**Your task:** Please copy the material from the line containing "the dark mountain" through the line containing "x=275, y=300", swapping "mountain ridge" for "hill crest" and leaving everything else unchanged.

Image object location entries
--- BEGIN ---
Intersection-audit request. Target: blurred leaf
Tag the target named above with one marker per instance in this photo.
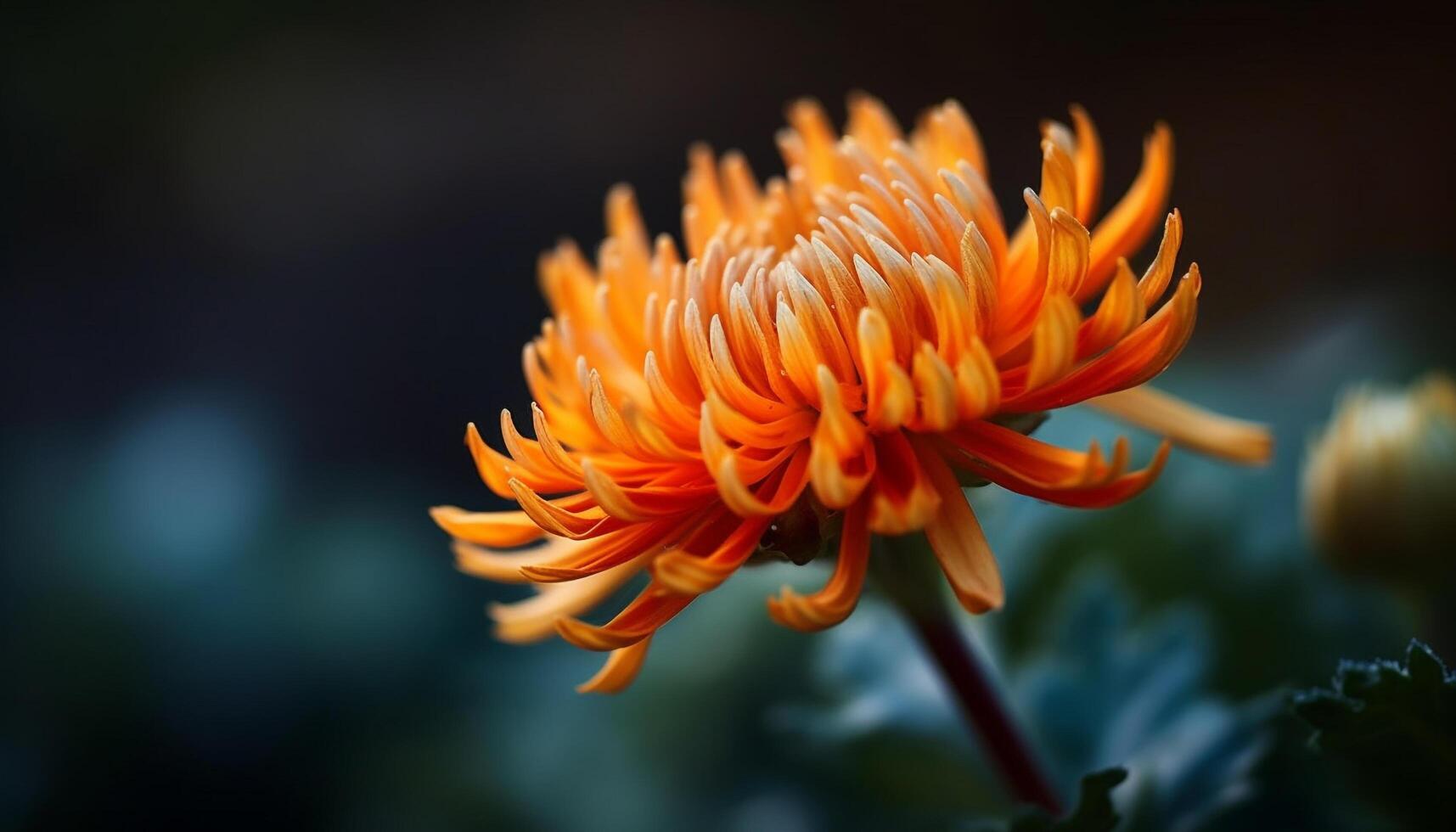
(1395, 728)
(1093, 812)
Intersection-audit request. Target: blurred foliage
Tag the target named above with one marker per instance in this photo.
(1392, 729)
(1093, 812)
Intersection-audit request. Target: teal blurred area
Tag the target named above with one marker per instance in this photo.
(262, 261)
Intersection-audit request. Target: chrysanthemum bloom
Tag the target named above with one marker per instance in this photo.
(1380, 482)
(843, 340)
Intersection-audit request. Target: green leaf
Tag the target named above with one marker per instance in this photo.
(1093, 812)
(1394, 728)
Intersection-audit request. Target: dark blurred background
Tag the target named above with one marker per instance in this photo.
(262, 261)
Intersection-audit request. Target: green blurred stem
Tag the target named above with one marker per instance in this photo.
(910, 577)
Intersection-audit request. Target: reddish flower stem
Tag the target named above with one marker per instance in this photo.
(983, 708)
(904, 570)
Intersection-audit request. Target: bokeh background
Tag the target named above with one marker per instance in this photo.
(262, 261)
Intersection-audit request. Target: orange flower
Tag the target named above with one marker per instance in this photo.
(843, 335)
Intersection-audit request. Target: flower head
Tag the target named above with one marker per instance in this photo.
(1380, 480)
(846, 337)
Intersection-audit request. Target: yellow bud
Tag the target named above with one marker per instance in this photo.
(1379, 487)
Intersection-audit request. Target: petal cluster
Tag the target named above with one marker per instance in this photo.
(847, 335)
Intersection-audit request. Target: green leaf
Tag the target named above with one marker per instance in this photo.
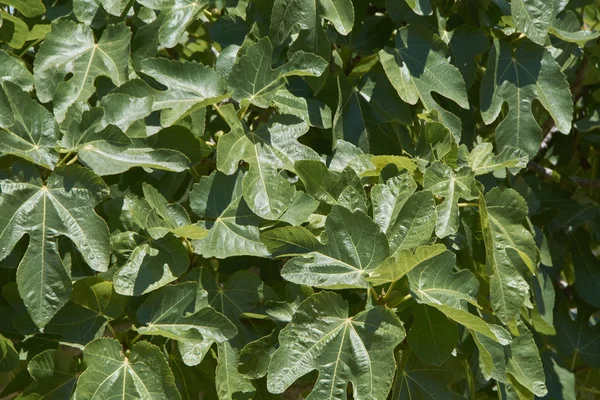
(389, 199)
(217, 200)
(518, 76)
(289, 240)
(587, 268)
(64, 205)
(9, 358)
(343, 349)
(364, 112)
(122, 110)
(256, 356)
(519, 361)
(394, 268)
(55, 373)
(577, 342)
(533, 18)
(415, 222)
(326, 185)
(308, 109)
(166, 313)
(30, 131)
(567, 27)
(452, 186)
(13, 31)
(434, 283)
(288, 13)
(151, 264)
(288, 16)
(176, 16)
(230, 383)
(142, 374)
(15, 71)
(252, 79)
(267, 193)
(70, 48)
(416, 379)
(418, 66)
(108, 151)
(190, 87)
(510, 250)
(482, 159)
(242, 293)
(29, 8)
(432, 336)
(355, 245)
(88, 10)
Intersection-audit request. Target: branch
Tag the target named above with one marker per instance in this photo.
(556, 177)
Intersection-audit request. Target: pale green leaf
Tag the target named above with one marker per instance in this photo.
(343, 349)
(418, 66)
(64, 205)
(518, 76)
(14, 70)
(55, 374)
(32, 131)
(143, 374)
(252, 79)
(170, 313)
(355, 245)
(70, 48)
(217, 200)
(441, 180)
(510, 250)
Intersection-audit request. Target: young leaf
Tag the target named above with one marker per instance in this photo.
(165, 313)
(355, 245)
(143, 373)
(510, 250)
(418, 66)
(55, 373)
(452, 186)
(252, 79)
(29, 131)
(518, 76)
(70, 48)
(343, 349)
(217, 200)
(61, 206)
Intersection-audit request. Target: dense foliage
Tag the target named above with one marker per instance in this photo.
(329, 199)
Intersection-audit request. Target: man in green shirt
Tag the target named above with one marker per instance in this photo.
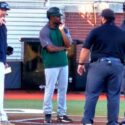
(55, 38)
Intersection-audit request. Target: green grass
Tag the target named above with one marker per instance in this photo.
(74, 107)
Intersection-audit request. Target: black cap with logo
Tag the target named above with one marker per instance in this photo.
(53, 11)
(4, 6)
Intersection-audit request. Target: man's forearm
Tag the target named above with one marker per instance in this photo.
(52, 48)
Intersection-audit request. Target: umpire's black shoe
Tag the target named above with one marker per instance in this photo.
(47, 118)
(122, 123)
(64, 119)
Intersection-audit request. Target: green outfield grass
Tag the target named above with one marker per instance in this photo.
(74, 107)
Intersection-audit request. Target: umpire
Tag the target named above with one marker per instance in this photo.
(107, 46)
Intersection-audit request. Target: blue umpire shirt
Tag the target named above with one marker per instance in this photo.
(3, 43)
(107, 40)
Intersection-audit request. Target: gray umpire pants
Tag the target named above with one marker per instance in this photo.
(102, 74)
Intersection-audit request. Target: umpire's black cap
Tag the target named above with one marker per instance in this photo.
(53, 11)
(108, 14)
(4, 6)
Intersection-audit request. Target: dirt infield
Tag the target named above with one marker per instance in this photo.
(37, 119)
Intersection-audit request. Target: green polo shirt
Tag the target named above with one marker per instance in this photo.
(54, 59)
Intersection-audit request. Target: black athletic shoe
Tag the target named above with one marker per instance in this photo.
(122, 123)
(47, 118)
(64, 119)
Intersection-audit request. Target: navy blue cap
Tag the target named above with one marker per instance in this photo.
(4, 6)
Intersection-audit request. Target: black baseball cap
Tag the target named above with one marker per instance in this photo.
(108, 14)
(4, 6)
(53, 11)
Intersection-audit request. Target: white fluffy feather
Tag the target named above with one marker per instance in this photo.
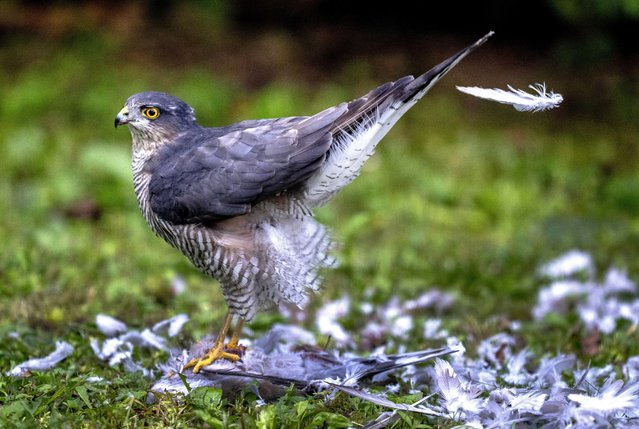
(518, 98)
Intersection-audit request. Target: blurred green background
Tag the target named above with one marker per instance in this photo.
(464, 194)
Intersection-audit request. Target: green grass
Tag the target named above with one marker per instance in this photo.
(463, 195)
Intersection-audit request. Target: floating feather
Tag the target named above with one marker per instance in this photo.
(518, 98)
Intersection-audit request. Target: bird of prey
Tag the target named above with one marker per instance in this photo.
(237, 200)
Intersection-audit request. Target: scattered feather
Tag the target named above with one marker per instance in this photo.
(109, 326)
(381, 401)
(519, 99)
(61, 352)
(568, 264)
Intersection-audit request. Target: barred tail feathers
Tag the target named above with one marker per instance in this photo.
(366, 121)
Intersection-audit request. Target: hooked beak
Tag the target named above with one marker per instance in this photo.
(122, 117)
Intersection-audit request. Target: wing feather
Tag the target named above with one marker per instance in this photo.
(217, 173)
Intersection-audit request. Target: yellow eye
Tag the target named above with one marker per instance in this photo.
(151, 112)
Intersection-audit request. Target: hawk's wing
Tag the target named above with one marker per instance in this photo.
(217, 173)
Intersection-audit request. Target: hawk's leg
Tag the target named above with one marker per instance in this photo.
(231, 351)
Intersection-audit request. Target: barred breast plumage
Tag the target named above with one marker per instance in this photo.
(238, 200)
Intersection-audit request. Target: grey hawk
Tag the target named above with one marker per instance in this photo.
(237, 200)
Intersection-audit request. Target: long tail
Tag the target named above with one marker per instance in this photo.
(366, 121)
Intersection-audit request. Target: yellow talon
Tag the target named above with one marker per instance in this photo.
(231, 351)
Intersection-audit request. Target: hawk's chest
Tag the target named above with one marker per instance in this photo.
(141, 180)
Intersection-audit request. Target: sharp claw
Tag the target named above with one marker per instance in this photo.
(218, 352)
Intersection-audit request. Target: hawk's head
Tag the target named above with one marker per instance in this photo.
(155, 117)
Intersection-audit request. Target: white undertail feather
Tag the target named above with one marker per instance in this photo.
(293, 250)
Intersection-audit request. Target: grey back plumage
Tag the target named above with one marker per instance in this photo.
(237, 200)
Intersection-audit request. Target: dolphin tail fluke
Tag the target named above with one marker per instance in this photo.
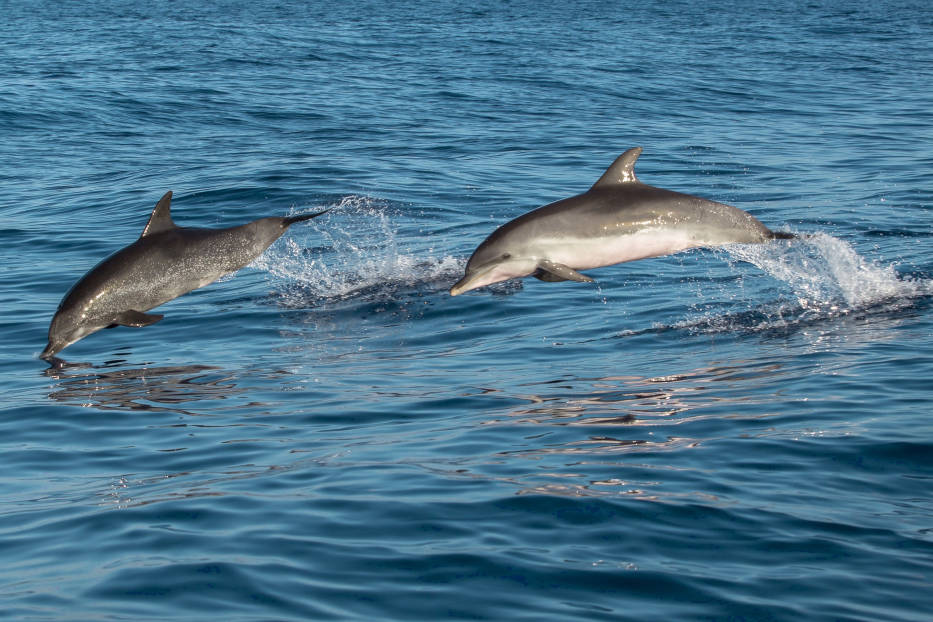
(136, 319)
(302, 217)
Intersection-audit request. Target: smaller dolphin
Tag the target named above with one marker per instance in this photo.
(618, 219)
(164, 263)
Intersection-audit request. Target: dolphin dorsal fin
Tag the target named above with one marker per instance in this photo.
(622, 170)
(161, 219)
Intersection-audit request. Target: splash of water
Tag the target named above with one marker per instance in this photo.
(827, 273)
(827, 279)
(359, 255)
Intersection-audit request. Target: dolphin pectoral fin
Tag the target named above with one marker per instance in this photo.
(552, 271)
(136, 319)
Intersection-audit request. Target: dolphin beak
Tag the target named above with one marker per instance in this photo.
(49, 351)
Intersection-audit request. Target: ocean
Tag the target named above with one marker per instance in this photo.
(732, 434)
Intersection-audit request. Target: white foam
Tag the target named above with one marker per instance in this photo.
(355, 251)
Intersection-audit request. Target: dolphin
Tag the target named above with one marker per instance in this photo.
(164, 263)
(618, 219)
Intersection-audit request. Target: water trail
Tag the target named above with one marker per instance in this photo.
(826, 279)
(359, 253)
(826, 272)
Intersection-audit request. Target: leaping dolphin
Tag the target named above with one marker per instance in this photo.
(164, 263)
(618, 219)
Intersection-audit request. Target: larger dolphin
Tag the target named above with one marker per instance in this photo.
(618, 219)
(164, 263)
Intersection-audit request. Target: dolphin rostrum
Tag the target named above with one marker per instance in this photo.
(618, 219)
(164, 263)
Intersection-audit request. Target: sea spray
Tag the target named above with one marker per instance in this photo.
(358, 254)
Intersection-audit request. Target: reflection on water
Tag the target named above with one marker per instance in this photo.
(633, 401)
(615, 435)
(166, 388)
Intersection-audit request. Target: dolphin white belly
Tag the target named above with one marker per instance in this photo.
(619, 219)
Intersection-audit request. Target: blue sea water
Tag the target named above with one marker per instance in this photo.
(733, 434)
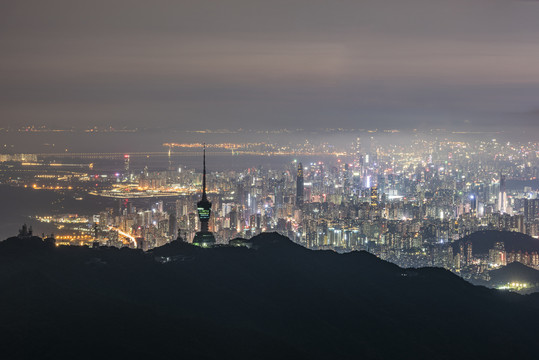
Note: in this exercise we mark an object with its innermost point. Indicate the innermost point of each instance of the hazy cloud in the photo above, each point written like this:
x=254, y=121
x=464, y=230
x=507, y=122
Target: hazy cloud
x=393, y=63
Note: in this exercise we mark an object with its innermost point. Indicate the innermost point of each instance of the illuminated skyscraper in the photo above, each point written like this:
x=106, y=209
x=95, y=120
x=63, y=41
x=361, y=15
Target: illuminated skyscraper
x=204, y=237
x=374, y=196
x=126, y=163
x=502, y=195
x=299, y=186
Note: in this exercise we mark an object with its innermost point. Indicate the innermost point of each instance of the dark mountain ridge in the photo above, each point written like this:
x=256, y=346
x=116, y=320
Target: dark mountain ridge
x=275, y=300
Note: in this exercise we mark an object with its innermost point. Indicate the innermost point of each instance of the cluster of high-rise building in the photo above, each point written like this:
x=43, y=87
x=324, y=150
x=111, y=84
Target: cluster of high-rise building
x=407, y=203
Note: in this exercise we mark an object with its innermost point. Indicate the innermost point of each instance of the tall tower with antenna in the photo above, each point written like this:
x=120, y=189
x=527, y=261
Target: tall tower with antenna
x=204, y=237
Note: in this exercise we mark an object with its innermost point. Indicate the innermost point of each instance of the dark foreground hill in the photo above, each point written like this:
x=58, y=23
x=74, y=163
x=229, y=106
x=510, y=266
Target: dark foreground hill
x=275, y=301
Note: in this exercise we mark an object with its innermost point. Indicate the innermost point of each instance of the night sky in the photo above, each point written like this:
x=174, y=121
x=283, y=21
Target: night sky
x=462, y=64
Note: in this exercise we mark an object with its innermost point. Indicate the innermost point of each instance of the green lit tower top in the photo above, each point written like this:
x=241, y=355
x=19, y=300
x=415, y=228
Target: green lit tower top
x=204, y=237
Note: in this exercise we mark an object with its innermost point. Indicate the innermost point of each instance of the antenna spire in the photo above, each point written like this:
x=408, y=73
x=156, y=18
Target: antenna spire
x=204, y=174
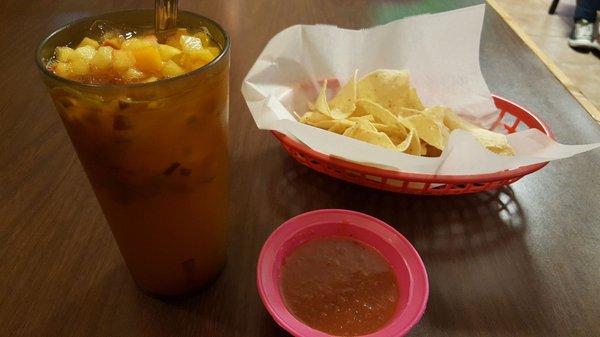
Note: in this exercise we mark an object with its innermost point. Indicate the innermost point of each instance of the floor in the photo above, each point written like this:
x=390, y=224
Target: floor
x=550, y=33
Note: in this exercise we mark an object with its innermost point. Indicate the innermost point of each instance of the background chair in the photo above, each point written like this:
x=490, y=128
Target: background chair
x=553, y=7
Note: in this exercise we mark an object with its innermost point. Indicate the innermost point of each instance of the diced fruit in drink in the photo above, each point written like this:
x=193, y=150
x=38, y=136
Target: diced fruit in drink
x=135, y=43
x=173, y=40
x=114, y=42
x=148, y=59
x=112, y=58
x=62, y=69
x=214, y=51
x=190, y=43
x=89, y=42
x=150, y=38
x=86, y=52
x=123, y=60
x=133, y=74
x=203, y=55
x=80, y=67
x=167, y=52
x=103, y=59
x=204, y=37
x=172, y=69
x=64, y=54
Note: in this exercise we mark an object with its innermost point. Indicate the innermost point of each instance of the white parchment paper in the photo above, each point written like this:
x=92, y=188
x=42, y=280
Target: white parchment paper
--- END ---
**Task answer:**
Note: in this exercise we mark an object with its innermost point. Indicate the innermost point of each instance of the dark hill crest in the photo above, each point written like this:
x=256, y=346
x=116, y=320
Target: dark hill crest
x=275, y=300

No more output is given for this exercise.